== INPUT DATA ==

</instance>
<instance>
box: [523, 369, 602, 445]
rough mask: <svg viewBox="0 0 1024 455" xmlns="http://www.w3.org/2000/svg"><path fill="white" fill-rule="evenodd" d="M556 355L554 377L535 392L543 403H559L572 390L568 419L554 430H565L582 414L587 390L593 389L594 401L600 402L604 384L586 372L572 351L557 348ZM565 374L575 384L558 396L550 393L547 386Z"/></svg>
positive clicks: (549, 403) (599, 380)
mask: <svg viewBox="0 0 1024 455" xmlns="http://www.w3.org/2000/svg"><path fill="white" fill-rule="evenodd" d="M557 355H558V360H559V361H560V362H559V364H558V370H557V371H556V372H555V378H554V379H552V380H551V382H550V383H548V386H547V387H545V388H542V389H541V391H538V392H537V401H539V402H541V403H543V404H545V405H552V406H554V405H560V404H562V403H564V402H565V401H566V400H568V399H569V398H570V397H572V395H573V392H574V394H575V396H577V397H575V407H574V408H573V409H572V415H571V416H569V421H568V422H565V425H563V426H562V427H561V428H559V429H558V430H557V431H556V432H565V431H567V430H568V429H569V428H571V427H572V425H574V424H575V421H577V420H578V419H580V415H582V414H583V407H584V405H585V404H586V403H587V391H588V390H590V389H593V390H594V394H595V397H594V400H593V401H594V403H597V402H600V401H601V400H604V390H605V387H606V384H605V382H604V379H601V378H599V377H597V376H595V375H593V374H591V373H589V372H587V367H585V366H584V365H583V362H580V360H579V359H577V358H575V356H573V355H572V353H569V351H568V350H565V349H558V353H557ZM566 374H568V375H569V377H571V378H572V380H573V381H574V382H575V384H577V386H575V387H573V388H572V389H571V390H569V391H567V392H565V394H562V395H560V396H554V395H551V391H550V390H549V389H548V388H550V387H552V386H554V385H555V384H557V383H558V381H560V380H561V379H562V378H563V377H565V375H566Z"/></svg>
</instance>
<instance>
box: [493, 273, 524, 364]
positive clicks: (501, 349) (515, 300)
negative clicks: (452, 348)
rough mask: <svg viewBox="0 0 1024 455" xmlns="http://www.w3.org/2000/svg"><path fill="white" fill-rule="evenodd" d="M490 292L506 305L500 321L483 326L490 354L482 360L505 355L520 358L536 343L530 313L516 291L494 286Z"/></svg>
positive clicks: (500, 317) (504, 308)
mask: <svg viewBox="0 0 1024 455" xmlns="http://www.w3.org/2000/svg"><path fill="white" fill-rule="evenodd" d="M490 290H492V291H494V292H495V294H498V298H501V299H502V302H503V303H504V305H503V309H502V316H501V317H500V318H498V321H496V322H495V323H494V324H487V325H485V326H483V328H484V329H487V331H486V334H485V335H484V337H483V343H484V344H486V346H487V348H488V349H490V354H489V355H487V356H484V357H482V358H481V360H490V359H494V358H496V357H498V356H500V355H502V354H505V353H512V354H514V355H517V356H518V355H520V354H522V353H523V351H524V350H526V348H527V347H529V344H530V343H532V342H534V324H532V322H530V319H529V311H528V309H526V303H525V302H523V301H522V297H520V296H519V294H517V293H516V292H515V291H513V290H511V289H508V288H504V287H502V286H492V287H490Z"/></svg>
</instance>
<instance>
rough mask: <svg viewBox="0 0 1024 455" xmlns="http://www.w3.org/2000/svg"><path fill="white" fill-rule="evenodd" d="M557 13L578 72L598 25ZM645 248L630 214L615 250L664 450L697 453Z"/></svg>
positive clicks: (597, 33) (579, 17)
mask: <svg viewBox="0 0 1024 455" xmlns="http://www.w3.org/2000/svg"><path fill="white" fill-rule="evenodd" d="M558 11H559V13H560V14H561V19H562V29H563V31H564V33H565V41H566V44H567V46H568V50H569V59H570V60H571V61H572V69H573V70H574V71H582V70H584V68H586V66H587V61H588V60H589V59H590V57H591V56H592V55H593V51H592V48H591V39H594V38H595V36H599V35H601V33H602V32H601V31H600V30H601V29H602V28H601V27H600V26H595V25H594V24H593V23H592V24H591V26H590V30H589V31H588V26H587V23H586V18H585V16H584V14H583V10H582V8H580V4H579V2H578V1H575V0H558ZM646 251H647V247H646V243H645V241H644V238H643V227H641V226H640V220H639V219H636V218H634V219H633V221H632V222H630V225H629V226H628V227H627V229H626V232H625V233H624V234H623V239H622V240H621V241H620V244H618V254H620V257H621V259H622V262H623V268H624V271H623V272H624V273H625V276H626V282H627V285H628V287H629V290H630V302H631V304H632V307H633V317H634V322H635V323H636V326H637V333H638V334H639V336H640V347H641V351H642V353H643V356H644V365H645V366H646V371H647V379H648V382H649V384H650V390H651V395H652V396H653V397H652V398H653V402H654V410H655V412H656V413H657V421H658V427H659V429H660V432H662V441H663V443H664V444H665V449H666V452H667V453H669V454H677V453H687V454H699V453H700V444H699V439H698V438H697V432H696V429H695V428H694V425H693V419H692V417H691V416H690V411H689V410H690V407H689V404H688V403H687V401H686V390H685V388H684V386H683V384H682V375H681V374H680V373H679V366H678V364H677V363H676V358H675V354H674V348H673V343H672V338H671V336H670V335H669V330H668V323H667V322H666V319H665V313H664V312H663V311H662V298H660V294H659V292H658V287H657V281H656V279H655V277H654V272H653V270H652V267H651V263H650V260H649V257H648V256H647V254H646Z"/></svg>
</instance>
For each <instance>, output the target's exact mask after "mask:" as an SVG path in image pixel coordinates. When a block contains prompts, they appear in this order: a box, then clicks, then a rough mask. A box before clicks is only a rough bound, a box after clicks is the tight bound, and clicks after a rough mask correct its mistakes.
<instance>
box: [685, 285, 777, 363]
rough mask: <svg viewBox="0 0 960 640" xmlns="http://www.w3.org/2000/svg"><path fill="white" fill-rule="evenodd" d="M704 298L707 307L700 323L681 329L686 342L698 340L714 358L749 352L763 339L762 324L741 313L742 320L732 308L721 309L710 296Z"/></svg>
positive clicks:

== PROBLEM DETAILS ==
Rewrite the material above as a numbered list, one line per item, leaving out any blank lines.

== SOLUTION TO THIS EXERCISE ==
1. </instance>
2. <instance>
3. box: [523, 369, 602, 445]
4. rough mask: <svg viewBox="0 0 1024 455" xmlns="http://www.w3.org/2000/svg"><path fill="white" fill-rule="evenodd" d="M556 355L554 377L535 392L543 403H559L572 390L568 419L554 430H565L582 414L587 390L593 389L594 401L600 402L604 384L586 372L572 351L557 348ZM565 374L575 384L558 396L550 393L547 386Z"/></svg>
5. positive clicks: (549, 403) (599, 380)
6. mask: <svg viewBox="0 0 1024 455" xmlns="http://www.w3.org/2000/svg"><path fill="white" fill-rule="evenodd" d="M557 355H558V360H559V361H560V362H559V364H558V370H557V371H556V372H555V378H554V379H552V380H551V382H550V383H548V386H547V387H545V388H542V389H541V391H538V392H537V401H539V402H541V403H543V404H545V405H552V406H554V405H560V404H562V403H564V402H565V401H566V400H568V399H569V398H570V397H572V395H573V392H574V394H575V396H577V397H575V407H574V408H573V409H572V415H571V416H569V421H568V422H565V425H563V426H562V427H561V428H559V429H558V430H557V431H556V432H565V431H567V430H568V429H569V428H571V427H572V425H574V424H575V421H577V420H578V419H580V415H582V414H583V407H584V405H585V404H586V403H587V391H588V390H590V389H593V390H594V394H595V397H594V400H593V401H594V403H597V402H600V401H601V400H604V390H605V387H606V384H605V382H604V379H601V378H599V377H597V376H595V375H593V374H591V373H589V372H587V367H585V366H584V365H583V362H580V360H579V359H577V358H575V356H573V355H572V353H569V351H568V350H565V349H558V353H557ZM566 374H568V375H569V377H571V378H572V380H573V381H574V382H575V384H577V386H575V387H573V388H572V389H571V390H569V391H567V392H565V394H562V395H560V396H554V395H551V391H550V390H549V389H548V388H550V387H552V386H554V385H555V384H557V383H558V381H560V380H561V379H562V378H563V377H565V375H566Z"/></svg>
7. </instance>
8. <instance>
9. box: [493, 273, 524, 364]
10. positive clicks: (501, 349) (515, 300)
11. negative clicks: (452, 348)
12. rough mask: <svg viewBox="0 0 1024 455" xmlns="http://www.w3.org/2000/svg"><path fill="white" fill-rule="evenodd" d="M490 292L506 305L500 321L483 326L490 354L482 360L505 355L520 358L536 343L530 313L516 291L494 286Z"/></svg>
13. positive clicks: (500, 317) (504, 308)
14. mask: <svg viewBox="0 0 1024 455" xmlns="http://www.w3.org/2000/svg"><path fill="white" fill-rule="evenodd" d="M490 290H492V291H494V292H495V294H498V298H501V299H502V302H503V303H504V305H503V309H502V316H501V317H500V318H498V321H496V322H495V323H494V324H487V325H485V326H483V328H484V329H487V331H486V334H485V335H484V337H483V343H484V344H486V346H487V348H488V349H490V354H489V355H487V356H484V357H482V358H481V360H490V359H494V358H496V357H498V356H500V355H502V354H505V353H512V354H514V355H517V356H518V355H520V354H522V353H523V351H524V350H526V348H527V347H529V344H530V343H532V342H534V324H532V322H530V319H529V311H528V309H526V303H525V302H523V301H522V297H520V296H519V294H517V293H516V292H515V291H513V290H511V289H508V288H504V287H502V286H492V287H490Z"/></svg>
15. </instance>
16. <instance>
17. rough mask: <svg viewBox="0 0 1024 455" xmlns="http://www.w3.org/2000/svg"><path fill="white" fill-rule="evenodd" d="M557 13L578 72L598 25ZM645 248L630 214L615 250L664 450L697 453Z"/></svg>
18. positive clicks: (597, 33) (579, 17)
19. mask: <svg viewBox="0 0 1024 455" xmlns="http://www.w3.org/2000/svg"><path fill="white" fill-rule="evenodd" d="M558 11H559V13H560V14H561V19H562V29H563V31H564V33H565V41H566V44H567V46H568V50H569V59H570V60H571V61H572V69H573V70H574V71H582V70H584V68H586V66H587V61H588V60H589V59H590V57H591V56H592V55H593V51H592V48H591V39H594V38H595V36H599V35H601V33H602V32H601V31H600V30H601V29H602V28H601V27H600V26H595V25H594V24H593V23H592V24H591V26H590V30H589V31H588V26H587V23H586V18H585V16H584V14H583V10H582V8H580V4H579V2H578V1H575V0H558ZM646 251H647V247H646V243H645V241H644V238H643V227H641V226H640V220H639V219H636V218H634V219H633V221H632V222H630V225H629V226H628V227H627V229H626V232H625V233H624V234H623V239H622V240H621V241H620V244H618V254H620V257H621V259H622V262H623V268H624V271H623V272H624V273H625V276H626V282H627V285H628V287H629V290H630V302H631V304H632V307H633V317H634V322H635V323H636V326H637V333H638V334H639V336H640V347H641V351H642V353H643V356H644V365H645V366H646V371H647V379H648V382H649V384H650V390H651V395H652V396H653V397H652V398H653V402H654V410H655V412H656V413H657V421H658V427H659V429H660V432H662V441H663V443H664V444H665V449H666V452H667V453H669V454H677V453H687V454H699V453H700V444H699V439H698V438H697V432H696V429H695V428H694V425H693V419H692V417H691V416H690V411H689V410H690V407H689V404H688V403H687V401H686V390H685V388H684V386H683V384H682V375H681V374H680V373H679V366H678V364H677V363H676V358H675V354H674V348H673V343H672V338H671V336H670V335H669V330H668V323H667V322H666V319H665V313H664V312H663V311H662V298H660V294H659V292H658V287H657V281H656V279H655V277H654V272H653V270H652V267H651V263H650V260H649V257H648V256H647V254H646Z"/></svg>
20. </instance>
21. For each <instance>, output the target's exact mask after "mask:" as an SVG path in image pixel coordinates. When a block contains prompts, they appear in this order: a box, then clicks, then a rough mask. A box before clicks is only a rough bound, a box after clicks is the tight bound, and clicks after a rough mask correct its mistakes.
22. <instance>
23. box: [685, 285, 777, 363]
24. rough mask: <svg viewBox="0 0 960 640" xmlns="http://www.w3.org/2000/svg"><path fill="white" fill-rule="evenodd" d="M704 298L707 307L700 323L681 329L686 342L698 340L714 358L749 352L763 339L762 324L741 313L742 320L732 308L721 309L710 296Z"/></svg>
25. positive clicks:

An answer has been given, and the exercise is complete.